Required actions:
1 > In the wrestling forum thread, how long does Stone Hot say WWE should have waited before bringing Punk back?
2 > List every forum username that appears in the wrestling forum thread.

Passage given:
= = = =

But CM Punk can do so much more than Bryan? Bryan wrestles circles around Punk without breaking a sweat already. If they let the American Dragon lose you and GillbergReturns would be soiling your depends every Monday night.


----------



## Stone Hot (Dec 30, 2010)

*Re: Lance Storm Breaks Down The Contradictions With HHH vs Bryan*



O Fenômeno said:


> No all the bullshit with HHH, then Kevin Nash killed his momentum. Most fans were under the impression that big changes were ahead in the WWE, and that Punk was gonna the driving force.
> 
> That didn't happen and WWE suprise suprise :HHH2 ...Fucked up.


no Punk getting rushed back and losing to Del Rio is what killed his momentum. WWE should have ran with the Punk leaving wwe and taking the title with him and not have Punk return a week after MITB. They should have waited a month or 2 but people wanted him back so bad they rushed him back and it killed his momentum also him returning as a face didnt help either


----------



## GillbergReturns (Aug 9, 2011)

*Re: Lance Storm Breaks Down The Contradictions With HHH vs Bryan*



O Fenômeno said:


> No all the bullshit with HHH, then Kevin Nash killed his momentum. Most fans were under the impression that big changes were ahead in the WWE, and that Punk was gonna the driving force.
> 
> That didn't happen and WWE suprise suprise :HHH2 ...Fucked up.


People need to stop with this we all saw face Punk and it was nothing more than calling guys clown shoes and more lame jokes we could have gotten from Cena.

Wrestling is gimmick orientated and there's just no such thing as edge from a face in today's PG product. It's not HHH, Cena, Punk, Bryan they just feel they can make more money catering to families and corporations. I don't think they're wrong either.


----------



## The Great Gatsby (Oct 12, 2013)

= = = =

Extracted data:
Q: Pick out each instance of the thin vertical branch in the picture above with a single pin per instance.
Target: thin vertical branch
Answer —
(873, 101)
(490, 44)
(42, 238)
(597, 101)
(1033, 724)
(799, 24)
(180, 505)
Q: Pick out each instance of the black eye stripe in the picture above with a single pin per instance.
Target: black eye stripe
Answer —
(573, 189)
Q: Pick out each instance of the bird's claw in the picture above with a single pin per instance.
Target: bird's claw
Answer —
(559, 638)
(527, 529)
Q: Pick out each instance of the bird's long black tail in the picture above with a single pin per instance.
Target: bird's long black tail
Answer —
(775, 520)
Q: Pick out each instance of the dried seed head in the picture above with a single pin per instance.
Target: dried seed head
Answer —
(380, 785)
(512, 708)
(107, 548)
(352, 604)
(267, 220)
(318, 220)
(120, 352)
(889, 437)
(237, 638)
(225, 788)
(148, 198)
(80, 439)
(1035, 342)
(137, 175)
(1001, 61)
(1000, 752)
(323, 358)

= = = =

Answers provided:
1 > A month or two.

2 > GillbergReturns, Stone Hot, O Fenômeno, The Great Gatsby